> [Problem requirements]
Continue the methods passage on measuring Bax and Bcl-2 expression and caspase activity, starting right after its final sentence.

> [Passage for review]
Determination of Bax and Bcl 2 expression, and caspase activity using qRT-PCR and ELISA kit
After isolation of total RNA from the cells using a commercially available kit (Qiagen, Germany), the quantity and quality of extracted RNA were determined with a spectrophotometer (NanoDrop 2000, Thermo Fisher Scientific, USA) and 1.0% agarose gel electrophoresis, respectively. For c.DNA synthesis 1 μg of total RNA was subjected to reverse transcription-PCR using a commercially available kit (Thermo Fisher Scientific). cDNA amplification was performed using the following primer sets: Bax (5’-GGGTGGTTGGGTGAGACTC-3’, 5’-AGACACGT AAGGAAAACGCATTA-3’); Bcl2(5′-TCGCCCTGTGGATGA CTGA-3′,5′CAGAGACAGCCAG GAGAAATCA-3′); and β-Actin (5’-TGGACTTCGAGCAAGAGATG-3’, 5’-GAAGGAA
GGCTGGAAGAGTG-3’). The comparative Ct method (ΔΔCt method) was used to determine the relative expression of the target genes in comparison with the β-actin housekeeping gene. For measurement of caspase 9 activity, after obtaining the cell lysate in ice-cold RIPA buffer, the enzyme activity was determined using a commercially available ELISA kit.

> [Stored records]
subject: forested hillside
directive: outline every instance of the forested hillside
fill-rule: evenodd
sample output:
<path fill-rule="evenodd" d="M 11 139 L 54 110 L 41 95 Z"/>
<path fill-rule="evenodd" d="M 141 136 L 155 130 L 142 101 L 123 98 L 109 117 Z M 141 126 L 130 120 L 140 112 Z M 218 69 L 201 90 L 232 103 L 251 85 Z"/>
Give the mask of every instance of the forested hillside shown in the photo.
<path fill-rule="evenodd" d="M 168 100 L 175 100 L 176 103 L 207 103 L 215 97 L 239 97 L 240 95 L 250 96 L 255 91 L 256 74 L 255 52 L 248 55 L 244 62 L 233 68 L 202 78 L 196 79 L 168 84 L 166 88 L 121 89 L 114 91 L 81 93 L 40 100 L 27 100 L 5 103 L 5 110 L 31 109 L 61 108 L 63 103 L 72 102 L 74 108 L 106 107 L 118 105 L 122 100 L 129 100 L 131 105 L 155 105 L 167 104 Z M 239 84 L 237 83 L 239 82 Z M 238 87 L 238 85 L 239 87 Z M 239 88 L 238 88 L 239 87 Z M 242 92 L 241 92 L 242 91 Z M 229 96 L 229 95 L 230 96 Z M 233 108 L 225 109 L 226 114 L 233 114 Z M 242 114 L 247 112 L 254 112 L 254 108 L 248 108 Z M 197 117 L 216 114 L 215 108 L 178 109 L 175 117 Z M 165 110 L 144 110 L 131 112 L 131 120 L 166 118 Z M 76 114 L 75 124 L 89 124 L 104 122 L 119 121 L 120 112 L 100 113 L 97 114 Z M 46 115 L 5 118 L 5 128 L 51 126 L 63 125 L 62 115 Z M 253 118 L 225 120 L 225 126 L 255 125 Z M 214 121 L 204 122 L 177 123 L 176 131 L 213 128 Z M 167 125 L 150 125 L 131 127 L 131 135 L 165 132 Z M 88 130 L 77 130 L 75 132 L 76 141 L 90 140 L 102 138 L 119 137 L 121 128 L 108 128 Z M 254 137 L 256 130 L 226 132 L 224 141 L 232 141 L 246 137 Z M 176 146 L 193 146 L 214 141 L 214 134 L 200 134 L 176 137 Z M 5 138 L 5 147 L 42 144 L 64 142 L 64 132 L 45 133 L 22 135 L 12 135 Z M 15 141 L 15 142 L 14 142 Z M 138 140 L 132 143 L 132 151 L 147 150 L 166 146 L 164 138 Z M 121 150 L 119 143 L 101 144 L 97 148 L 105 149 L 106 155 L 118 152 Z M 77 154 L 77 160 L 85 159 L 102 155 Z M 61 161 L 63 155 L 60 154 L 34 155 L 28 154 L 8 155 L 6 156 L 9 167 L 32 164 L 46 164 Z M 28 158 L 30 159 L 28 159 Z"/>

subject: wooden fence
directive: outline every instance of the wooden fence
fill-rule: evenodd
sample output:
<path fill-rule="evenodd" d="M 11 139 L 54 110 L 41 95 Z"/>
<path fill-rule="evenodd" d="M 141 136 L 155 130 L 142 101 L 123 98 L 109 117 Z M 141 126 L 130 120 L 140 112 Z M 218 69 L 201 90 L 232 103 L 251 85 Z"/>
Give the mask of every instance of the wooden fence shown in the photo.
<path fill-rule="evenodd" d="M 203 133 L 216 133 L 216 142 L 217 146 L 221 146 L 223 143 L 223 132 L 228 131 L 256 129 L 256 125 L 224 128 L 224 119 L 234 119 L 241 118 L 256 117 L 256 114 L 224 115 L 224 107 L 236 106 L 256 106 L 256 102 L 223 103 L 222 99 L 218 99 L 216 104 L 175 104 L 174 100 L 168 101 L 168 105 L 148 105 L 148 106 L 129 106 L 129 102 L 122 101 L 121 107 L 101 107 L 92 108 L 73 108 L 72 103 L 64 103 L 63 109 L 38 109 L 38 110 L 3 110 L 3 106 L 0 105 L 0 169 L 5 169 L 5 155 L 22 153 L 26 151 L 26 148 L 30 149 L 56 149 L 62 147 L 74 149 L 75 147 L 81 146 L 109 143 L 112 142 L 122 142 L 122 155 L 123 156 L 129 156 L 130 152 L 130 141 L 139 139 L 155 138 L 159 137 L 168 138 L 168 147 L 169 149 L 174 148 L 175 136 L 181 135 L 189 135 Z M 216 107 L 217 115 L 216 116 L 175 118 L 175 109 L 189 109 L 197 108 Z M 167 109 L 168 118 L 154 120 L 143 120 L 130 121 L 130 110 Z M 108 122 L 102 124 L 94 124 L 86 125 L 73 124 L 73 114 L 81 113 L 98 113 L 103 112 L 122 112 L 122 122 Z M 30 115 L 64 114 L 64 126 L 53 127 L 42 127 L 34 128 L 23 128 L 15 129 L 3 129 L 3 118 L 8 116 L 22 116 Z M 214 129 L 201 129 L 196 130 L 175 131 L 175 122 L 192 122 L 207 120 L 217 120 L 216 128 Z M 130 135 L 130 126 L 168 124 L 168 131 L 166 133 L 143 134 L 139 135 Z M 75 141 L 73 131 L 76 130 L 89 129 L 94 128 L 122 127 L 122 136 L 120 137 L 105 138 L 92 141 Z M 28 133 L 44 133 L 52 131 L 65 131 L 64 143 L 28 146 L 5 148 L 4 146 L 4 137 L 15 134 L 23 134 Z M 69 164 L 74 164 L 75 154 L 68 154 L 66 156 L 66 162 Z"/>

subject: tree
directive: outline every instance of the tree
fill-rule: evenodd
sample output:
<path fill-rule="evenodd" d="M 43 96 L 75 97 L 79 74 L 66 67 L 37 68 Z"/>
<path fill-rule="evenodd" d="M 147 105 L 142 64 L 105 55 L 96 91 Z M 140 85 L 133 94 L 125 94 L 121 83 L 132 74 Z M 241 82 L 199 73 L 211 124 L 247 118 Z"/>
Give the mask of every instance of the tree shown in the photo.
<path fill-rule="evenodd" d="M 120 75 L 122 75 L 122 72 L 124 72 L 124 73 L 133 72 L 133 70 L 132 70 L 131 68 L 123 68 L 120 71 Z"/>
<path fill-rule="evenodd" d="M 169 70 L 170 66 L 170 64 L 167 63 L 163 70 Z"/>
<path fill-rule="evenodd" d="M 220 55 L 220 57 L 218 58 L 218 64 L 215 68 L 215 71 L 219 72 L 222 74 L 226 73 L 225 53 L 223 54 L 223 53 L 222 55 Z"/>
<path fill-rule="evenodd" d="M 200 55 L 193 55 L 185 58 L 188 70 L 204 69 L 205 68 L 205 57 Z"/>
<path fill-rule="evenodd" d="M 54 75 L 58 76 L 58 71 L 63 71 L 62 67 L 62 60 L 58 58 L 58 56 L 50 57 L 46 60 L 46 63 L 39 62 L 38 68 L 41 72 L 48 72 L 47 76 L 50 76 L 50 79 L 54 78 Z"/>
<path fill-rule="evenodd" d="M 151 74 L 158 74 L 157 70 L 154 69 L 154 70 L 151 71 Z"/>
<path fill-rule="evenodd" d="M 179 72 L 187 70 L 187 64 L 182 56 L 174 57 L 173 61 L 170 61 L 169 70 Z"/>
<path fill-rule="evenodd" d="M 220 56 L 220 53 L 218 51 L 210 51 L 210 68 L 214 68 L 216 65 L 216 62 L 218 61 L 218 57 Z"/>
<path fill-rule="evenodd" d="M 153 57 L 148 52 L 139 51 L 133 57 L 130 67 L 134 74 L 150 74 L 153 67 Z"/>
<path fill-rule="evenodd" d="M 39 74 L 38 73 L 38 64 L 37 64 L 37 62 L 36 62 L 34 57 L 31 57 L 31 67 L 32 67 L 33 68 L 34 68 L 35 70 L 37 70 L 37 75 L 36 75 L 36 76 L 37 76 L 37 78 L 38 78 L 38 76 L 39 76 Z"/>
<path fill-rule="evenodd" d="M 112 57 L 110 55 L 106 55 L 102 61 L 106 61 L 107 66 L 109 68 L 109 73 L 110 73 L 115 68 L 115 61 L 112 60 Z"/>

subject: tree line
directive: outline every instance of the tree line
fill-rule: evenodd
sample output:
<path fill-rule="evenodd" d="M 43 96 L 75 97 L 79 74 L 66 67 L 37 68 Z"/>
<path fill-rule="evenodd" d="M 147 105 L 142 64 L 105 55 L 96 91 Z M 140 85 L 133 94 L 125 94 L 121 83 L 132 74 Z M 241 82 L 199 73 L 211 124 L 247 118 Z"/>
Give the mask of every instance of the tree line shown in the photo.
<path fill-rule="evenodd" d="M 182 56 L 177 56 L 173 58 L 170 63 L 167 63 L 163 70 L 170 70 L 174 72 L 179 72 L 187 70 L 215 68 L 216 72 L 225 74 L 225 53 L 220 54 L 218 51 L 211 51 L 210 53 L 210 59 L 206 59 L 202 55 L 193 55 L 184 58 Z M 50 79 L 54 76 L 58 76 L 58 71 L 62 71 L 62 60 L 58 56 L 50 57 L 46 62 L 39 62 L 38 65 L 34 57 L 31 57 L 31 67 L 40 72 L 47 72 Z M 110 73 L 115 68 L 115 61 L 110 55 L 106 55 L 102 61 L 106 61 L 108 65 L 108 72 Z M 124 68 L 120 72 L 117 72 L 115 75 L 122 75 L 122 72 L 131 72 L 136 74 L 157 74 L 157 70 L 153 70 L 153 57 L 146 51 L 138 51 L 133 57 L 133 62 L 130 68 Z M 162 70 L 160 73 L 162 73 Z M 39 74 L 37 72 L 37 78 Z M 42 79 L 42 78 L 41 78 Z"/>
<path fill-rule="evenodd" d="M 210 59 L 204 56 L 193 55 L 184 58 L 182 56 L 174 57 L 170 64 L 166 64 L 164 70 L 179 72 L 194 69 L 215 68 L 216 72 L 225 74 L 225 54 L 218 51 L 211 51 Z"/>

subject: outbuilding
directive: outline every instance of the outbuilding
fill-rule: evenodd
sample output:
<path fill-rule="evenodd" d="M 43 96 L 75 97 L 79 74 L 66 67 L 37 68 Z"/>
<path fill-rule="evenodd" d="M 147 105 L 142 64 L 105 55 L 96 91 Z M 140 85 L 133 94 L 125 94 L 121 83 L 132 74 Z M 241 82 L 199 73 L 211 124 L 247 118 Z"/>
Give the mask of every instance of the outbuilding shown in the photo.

...

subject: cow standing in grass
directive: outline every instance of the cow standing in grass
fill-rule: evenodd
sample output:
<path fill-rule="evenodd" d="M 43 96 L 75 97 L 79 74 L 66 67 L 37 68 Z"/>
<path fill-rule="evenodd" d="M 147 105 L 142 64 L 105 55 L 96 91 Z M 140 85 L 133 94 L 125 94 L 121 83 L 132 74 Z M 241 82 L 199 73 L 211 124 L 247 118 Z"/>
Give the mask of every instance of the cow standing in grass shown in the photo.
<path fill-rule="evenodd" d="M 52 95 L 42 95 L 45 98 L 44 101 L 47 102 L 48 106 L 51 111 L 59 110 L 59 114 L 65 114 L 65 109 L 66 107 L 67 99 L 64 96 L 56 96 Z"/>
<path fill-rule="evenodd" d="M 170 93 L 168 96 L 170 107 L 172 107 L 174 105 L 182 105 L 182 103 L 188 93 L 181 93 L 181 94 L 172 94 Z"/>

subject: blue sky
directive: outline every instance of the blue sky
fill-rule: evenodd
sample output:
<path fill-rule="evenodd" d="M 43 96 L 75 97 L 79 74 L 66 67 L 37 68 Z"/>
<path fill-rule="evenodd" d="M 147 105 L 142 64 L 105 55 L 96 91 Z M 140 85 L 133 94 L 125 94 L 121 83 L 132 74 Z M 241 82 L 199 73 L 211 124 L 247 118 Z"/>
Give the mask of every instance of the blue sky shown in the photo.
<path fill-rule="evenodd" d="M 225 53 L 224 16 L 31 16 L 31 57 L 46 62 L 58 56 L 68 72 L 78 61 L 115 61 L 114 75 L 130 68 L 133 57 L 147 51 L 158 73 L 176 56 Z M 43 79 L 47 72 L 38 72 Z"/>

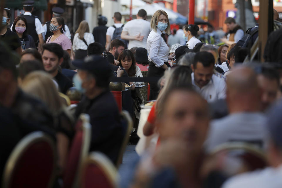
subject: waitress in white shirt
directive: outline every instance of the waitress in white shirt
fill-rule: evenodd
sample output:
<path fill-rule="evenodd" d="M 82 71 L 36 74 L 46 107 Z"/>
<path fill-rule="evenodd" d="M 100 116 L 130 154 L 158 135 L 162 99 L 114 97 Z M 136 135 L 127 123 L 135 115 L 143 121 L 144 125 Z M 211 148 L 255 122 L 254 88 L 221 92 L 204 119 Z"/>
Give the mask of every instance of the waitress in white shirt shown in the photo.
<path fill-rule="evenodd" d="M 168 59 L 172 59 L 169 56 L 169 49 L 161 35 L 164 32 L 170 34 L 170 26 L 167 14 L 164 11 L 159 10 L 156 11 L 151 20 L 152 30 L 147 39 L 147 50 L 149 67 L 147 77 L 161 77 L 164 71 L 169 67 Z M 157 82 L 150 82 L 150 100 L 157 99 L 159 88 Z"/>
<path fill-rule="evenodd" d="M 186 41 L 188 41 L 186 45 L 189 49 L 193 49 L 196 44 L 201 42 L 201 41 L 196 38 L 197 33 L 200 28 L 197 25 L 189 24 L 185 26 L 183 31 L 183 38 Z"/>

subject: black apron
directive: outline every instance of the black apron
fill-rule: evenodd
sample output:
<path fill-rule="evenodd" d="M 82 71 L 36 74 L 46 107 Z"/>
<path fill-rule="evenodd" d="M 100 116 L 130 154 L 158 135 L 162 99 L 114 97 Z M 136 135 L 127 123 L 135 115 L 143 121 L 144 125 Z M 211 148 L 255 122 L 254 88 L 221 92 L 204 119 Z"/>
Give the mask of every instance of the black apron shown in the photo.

> [Reply]
Determination of p53, phosphorylated-p53, and P21 expression using western blotting
Approximately 3×105 cells per well were seeded and overnight incubated with different concentrations of silibinin (5, 10, 25, 50, and 100 μM) and etoposide (5,10, 25, 50, and 100 μM) individually, and 5,10, 25, 50, and 100 μM of silibinin combined with 5 μM of etoposide at 37 °C. Proteins were extracted from the cells using ice-cold radioimmunoprecipitation buffer (RIPA) supplemented with the proteases/phosphatase cocktail inhibitor. The total protein concentration of the lysate was determined using a bicinchoninic acid (BCA) kit (Parstous Biotechnology, Iran). A total of 50 μg proteins from each sample were run on 12% sodium dodecyl sulfate-polyacrylamide electrophoresis (SDS-PAGE) and electrotransferred to polyvinylidene difluoride (PVDF) membranes (Millipore, Bedford, MA, USA). After blocking the membranes for 4 hr at room temperature, they were incubated with specific antibodies against P53 (9282s) Phospho-P53 (ser 15, sc-20150), p21 (sc-20150), and β-actin (sc-130656) overnight at 4 °C and then incubated with HRP-conjugated secondary antibody for 1 hr. The blots were then finally detected using an ECL (enhanced chemiluminescence) detection kit and quantified by densitometry using a ChemiDocTM system (Bio-Rad, Hercules, CA, USA).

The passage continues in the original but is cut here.